• Task directions
Retype the records exactly.

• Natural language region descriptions
━━━━━━━━━━━━━━━━━━━━
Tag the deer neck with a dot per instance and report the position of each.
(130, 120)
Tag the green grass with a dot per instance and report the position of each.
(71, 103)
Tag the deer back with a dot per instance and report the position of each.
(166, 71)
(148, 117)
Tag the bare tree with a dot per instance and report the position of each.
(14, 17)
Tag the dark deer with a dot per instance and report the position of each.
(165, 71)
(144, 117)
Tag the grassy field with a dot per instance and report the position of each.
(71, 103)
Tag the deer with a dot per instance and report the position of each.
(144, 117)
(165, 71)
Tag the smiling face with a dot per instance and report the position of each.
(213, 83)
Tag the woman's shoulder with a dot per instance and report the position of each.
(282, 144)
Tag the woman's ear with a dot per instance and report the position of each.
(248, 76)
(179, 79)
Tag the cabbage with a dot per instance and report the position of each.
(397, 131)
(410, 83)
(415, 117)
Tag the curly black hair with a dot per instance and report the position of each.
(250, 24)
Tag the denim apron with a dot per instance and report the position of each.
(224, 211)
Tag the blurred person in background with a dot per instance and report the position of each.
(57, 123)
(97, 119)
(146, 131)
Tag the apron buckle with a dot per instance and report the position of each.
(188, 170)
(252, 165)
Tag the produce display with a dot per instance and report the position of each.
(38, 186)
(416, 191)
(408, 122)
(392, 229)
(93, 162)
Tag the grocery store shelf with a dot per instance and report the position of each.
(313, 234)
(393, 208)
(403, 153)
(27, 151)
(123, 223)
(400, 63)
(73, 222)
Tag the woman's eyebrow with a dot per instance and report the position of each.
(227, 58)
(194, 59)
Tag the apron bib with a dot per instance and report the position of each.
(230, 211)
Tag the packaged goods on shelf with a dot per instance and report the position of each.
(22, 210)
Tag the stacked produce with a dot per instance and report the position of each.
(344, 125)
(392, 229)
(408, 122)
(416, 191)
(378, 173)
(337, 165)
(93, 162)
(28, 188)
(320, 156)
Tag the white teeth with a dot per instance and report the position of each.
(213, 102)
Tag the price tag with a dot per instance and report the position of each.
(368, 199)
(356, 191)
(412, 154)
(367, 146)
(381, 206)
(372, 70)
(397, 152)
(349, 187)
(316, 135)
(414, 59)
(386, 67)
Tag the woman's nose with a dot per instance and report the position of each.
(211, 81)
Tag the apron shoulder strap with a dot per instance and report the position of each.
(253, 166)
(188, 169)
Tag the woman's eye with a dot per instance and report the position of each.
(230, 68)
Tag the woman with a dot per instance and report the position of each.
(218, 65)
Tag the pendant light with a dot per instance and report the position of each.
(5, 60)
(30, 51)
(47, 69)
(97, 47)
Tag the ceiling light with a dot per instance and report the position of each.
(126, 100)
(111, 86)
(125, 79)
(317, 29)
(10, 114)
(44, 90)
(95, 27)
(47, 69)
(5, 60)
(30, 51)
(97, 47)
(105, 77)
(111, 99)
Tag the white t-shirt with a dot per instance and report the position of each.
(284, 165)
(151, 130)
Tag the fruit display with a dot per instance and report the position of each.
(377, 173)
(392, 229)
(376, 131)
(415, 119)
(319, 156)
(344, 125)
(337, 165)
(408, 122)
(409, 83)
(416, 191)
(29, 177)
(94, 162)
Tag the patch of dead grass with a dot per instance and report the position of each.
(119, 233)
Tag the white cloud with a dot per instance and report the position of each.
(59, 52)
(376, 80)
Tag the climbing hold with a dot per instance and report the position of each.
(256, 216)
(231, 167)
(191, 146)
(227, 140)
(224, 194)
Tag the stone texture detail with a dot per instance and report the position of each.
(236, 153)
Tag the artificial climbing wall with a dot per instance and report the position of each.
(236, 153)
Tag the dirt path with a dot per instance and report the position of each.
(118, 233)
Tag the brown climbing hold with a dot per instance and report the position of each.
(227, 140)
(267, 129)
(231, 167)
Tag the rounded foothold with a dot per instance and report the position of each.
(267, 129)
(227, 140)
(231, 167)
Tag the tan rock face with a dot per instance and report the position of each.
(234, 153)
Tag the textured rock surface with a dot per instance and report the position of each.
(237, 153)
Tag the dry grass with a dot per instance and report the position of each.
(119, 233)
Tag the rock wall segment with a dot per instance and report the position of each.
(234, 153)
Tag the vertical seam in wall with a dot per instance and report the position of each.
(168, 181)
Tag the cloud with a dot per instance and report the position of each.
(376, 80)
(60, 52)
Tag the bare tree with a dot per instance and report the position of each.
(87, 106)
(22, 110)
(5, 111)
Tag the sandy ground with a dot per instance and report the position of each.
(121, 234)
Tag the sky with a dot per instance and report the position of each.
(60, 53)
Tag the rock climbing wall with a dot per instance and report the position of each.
━━━━━━━━━━━━━━━━━━━━
• Exercise solution
Tag the deer neck with a dot per instance and report the position of each.
(130, 120)
Tag the green grass with a dot per instance and report the position of each.
(71, 103)
Tag the deer back with a dot per instance and report the position of each.
(166, 71)
(148, 117)
Tag the bare tree with a dot per instance and report the position of each.
(14, 17)
Tag the dark deer with a dot per instance and report the position of each.
(165, 71)
(144, 117)
Tag the grassy field with a dot per instance and report the position of each.
(71, 103)
Tag the deer with a dot per instance and report the position of each.
(144, 117)
(165, 71)
Tag the smiling face with a dot per instance and report the position of each.
(213, 83)
Tag the woman's shoulder with a dot per instance and report the position of each.
(282, 144)
Tag the woman's ear with a dot per instance and report the position of each.
(248, 76)
(179, 79)
Tag the cabbage with a dot per instance and report the position of each.
(397, 131)
(410, 83)
(415, 117)
Tag the curly black hair with a dot per instance and report the position of each.
(250, 24)
Tag the denim apron with a dot per instance and report the position of each.
(224, 211)
Tag the blurred person in background with a dot per instance and report the position of each.
(57, 123)
(97, 119)
(146, 131)
Tag the apron buckle with a dot per instance and report the position of each.
(188, 170)
(252, 165)
Tag the produce display with a dot per instance and report the position of each.
(38, 186)
(416, 191)
(408, 122)
(392, 229)
(93, 162)
Tag the grocery store shelf with a dot per instance and report the position of each.
(313, 234)
(393, 208)
(403, 153)
(27, 151)
(123, 223)
(400, 63)
(73, 222)
Tag the woman's eyebrow with a dot per instance and report the position of each.
(227, 58)
(194, 59)
Tag the apron bib with a dot per instance and report the position of each.
(230, 211)
Tag the packaged goods on shelf with a dot per instance and report the position of each.
(22, 210)
Tag the stacked produce with a dot per instance and report the position of each.
(344, 125)
(392, 229)
(408, 122)
(416, 191)
(378, 173)
(337, 165)
(93, 162)
(28, 188)
(320, 156)
Tag the white teeth with a dot per instance and report the position of each.
(213, 102)
Tag the price tag with a dot per instance and report the position of each.
(368, 199)
(356, 191)
(412, 154)
(367, 146)
(381, 206)
(372, 70)
(397, 152)
(349, 187)
(316, 135)
(414, 59)
(386, 67)
Tag the woman's nose with a dot per instance and report the position of each.
(211, 81)
Tag the apron shoulder strap with a dot per instance and report the position of each.
(253, 166)
(188, 169)
Tag the woman's eye with a dot per instance and report the position of each.
(230, 68)
Tag the woman with a dot per instance and report the position of each.
(218, 65)
Tag the pendant light with a dot per instance and report the position of each.
(5, 60)
(30, 51)
(47, 69)
(97, 47)
Tag the ceiling light with a dot per instance and report the position of each.
(126, 100)
(111, 86)
(125, 79)
(317, 29)
(10, 114)
(44, 90)
(95, 27)
(47, 69)
(5, 60)
(30, 51)
(97, 47)
(105, 77)
(111, 99)
Tag the white t-shirt with a dot per instance and report the position of each.
(284, 165)
(151, 130)
Tag the fruit display with a dot per instance and report the position of each.
(377, 173)
(392, 229)
(376, 131)
(415, 119)
(319, 156)
(344, 125)
(337, 165)
(408, 122)
(409, 83)
(416, 191)
(29, 177)
(94, 162)
Tag the patch of dead grass with a dot per instance and report the position of each.
(119, 233)
Tag the white cloud with a dot per instance and report the position of each.
(59, 52)
(376, 80)
Tag the climbing hold with a dot per instance and report the position of each.
(256, 216)
(231, 167)
(191, 146)
(227, 140)
(224, 194)
Tag the stone texture detail with a dot per instance and report the position of each.
(236, 153)
Tag the artificial climbing wall with a dot per instance and report the position of each.
(236, 153)
Tag the dirt path with a dot per instance and report the position of each.
(118, 233)
Tag the brown climbing hold with a dot per instance and report the position of each.
(227, 140)
(267, 129)
(231, 167)
Tag the rounded foothold with a dot per instance and report the position of each.
(267, 129)
(227, 140)
(231, 167)
Tag the tan rock face with a dot per instance and report the position of each.
(234, 153)
Tag the textured rock surface with a dot per instance and report the position of each.
(237, 153)
Tag the dry grass with a dot per instance and report the position of each.
(119, 233)
Tag the rock wall segment with a dot per instance and report the position of each.
(234, 153)
Tag the vertical seam in wall with a dot per instance and report the position of each.
(168, 181)
Tag the cloud with a dot per instance and report the position of each.
(376, 80)
(60, 52)
Tag the bare tree with a dot per instance and report the position of each.
(87, 106)
(22, 110)
(5, 111)
Tag the sandy ground with a dot per instance and report the position of each.
(121, 234)
Tag the sky with a dot per instance and report the position of each.
(60, 53)
Tag the rock climbing wall with a dot per instance and report the position of each.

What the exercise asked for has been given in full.